EXTRAIT DU TEXTE ▸

──────

Nouvel arrêté royal mettant en œuvre le Service Bancaire de Base (Entreprises) : Avènement d’une interdiction professionnelle implicite ?
1. Introduction. Dans notre Newsletter du 12 juin dernier[1], nous avons fait le point sur plusieurs modifications apportées au régime du service bancaire de base pour les entreprises et les missions diplomatiques (« SBBE »), dont la mise en œuvre et l’entrée en vigueur étaient conditionnées à l’adoption d’un nouvel arrêté royal.
C’est chose faite, avec la promulgation de l’arrêté royal du 17 juillet 2024 modifiant l'arrêté royal du 16 décembre 2022 relatif au service bancaire de base pour les entreprises.
2. Motifs de refus du SBBE. L’une des principales nouveautés apportées à la procédure de demande du SBBE était l’instauration de motifs « objectifs » de refus entraînant le rejet, d’office, par la Chambre du service bancaire de base, de la demande introduite par une entreprise (en ce compris les associations de copropriétaires) ou une mission diplomatique.

──────

EXERCICE COURT 1 ▸
Indiquez combien de lignes de la liste contiennent la chaîne « blue », en tenant compte de la casse. Répondez seulement par ce nombre.
L'extrait et la liste n'ont aucun lien entre eux.

DONNÉES DE L'EXERCICE ▸
──────

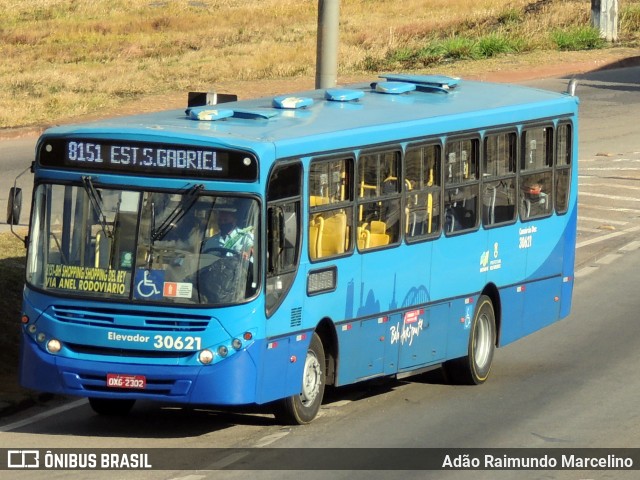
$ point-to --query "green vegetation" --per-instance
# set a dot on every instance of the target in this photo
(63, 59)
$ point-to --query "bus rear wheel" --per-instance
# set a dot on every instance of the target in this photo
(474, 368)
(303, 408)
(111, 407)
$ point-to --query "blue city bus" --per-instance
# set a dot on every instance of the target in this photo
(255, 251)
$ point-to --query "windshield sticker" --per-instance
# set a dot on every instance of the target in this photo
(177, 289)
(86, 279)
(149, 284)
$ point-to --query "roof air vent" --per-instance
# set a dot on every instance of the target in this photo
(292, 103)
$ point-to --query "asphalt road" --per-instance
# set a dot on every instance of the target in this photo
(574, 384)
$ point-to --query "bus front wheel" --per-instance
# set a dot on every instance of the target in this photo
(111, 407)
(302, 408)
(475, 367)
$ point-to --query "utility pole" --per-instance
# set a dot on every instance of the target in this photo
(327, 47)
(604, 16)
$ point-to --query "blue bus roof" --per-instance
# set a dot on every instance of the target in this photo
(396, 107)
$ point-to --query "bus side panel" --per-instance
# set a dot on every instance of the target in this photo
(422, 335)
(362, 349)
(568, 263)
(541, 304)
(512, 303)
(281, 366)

──────

EXERCICE COURT 2 ▸
Selon l'extrait, de quelle date est l'arrêté royal qui modifie celui du 16 décembre 2022 ?

CORRIGÉ 1 ▸
2

CORRIGÉ 2 ▸
Du 17 juillet 2024.